### AIM
Retype the passage in the Theros decks article below, between "For example, Boros" and "the heavy lifting.", inclusive.

### TEXT PROVIDED
'''

Finally! Some Semi-Tuned Theros Decks

In this week’s article, Pro Tour Gatecrash Top 8 competitor Gerry Thompson has some Theros Standard decklists for you that he thinks have potential in the new format.

First off, I’d like to thank everyone who participated in my comments section last week. It was great to hear from everyone, and I appreciate you sharing your technology with me! Hopefully I was able to help you, even if it was only a little bit.

I’ve been brewing hard (with your help), and I’ve got at least one list I know will be a contender (along with a couple that might not be, heh).

B/W/R Midrange

This deck is one that I think a lot of people will turn to at the beginning of the format, so in that regard it’s kind of obvious. Regardless, this is the deck that I’m most looking forward to playing come Theros.

Look, it’s Jund! While the decks don’t share the same colors, a clear comparison can be made. Both function off large, difficult-to-kill creatures, often ones that provide some value even if they are killed. While the deck has access to several removal spells, the creatures often function as removal as well.

For example, Boros Reckoner might not kill all of their creatures, but attacking into one is often a losing proposition. The virtual card advantage that something like Boros Reckoner provides is something that decks like Jund desperately need, as killing every single creature your opponent plays is a tall order.

Desecration Demon plays a similar role to Boros Reckoner, but occasionally that can backfire. If you’re super far behind, Desecration Demon isn’t going to stabilize you. However, combined with all your removal and especially Anger of the Gods, Desecration Demon will be doing most of the heavy lifting.

'''

### SUPPLIED DATA
'''

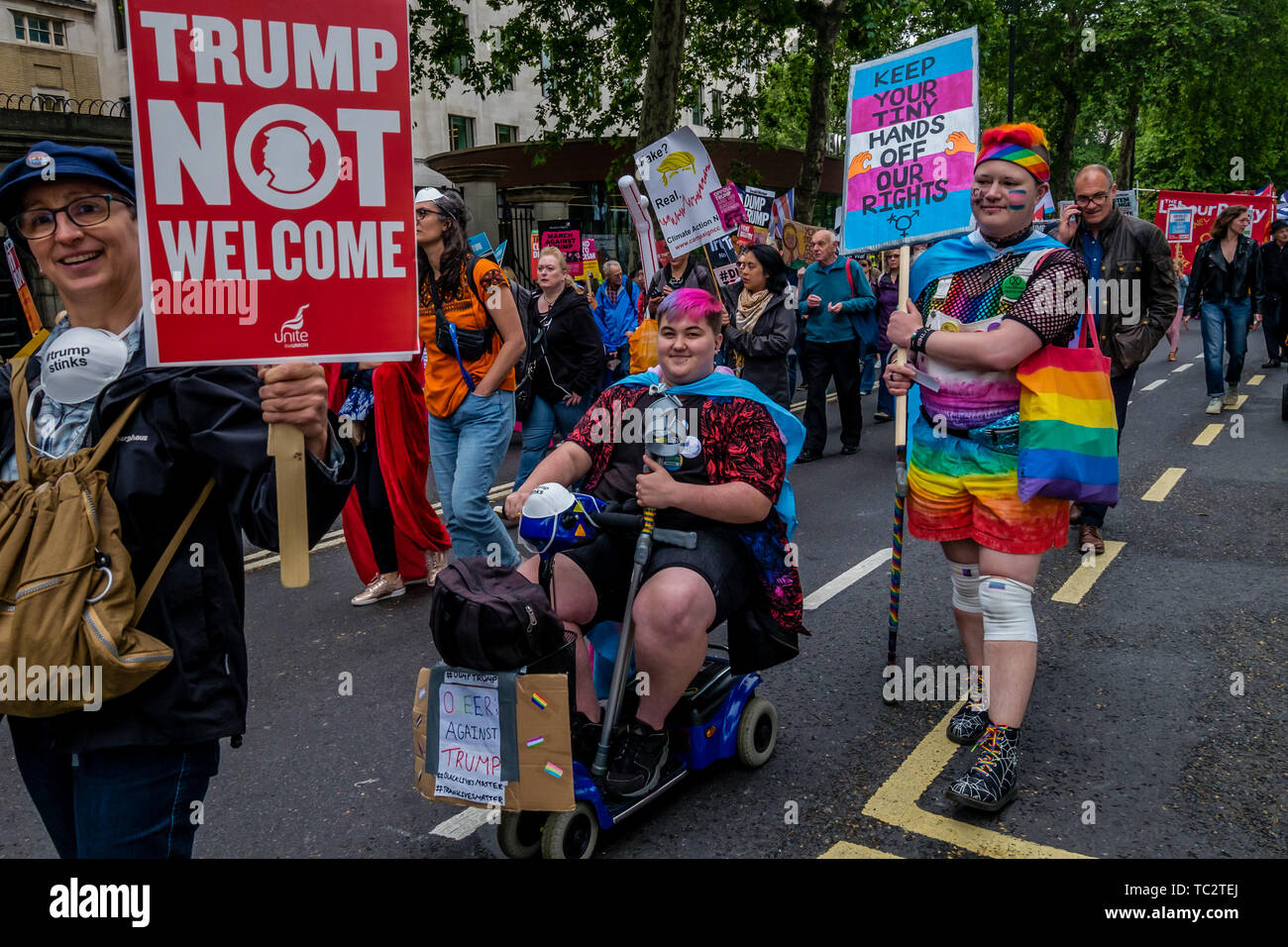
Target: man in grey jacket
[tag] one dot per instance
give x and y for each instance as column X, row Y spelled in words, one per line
column 1131, row 290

'''

### SOLUTION TO THIS EXERCISE
For example, Boros Reckoner might not kill all of their creatures, but attacking into one is often a losing proposition. The virtual card advantage that something like Boros Reckoner provides is something that decks like Jund desperately need, as killing every single creature your opponent plays is a tall order.

Desecration Demon plays a similar role to Boros Reckoner, but occasionally that can backfire. If you’re super far behind, Desecration Demon isn’t going to stabilize you. However, combined with all your removal and especially Anger of the Gods, Desecration Demon will be doing most of the heavy lifting.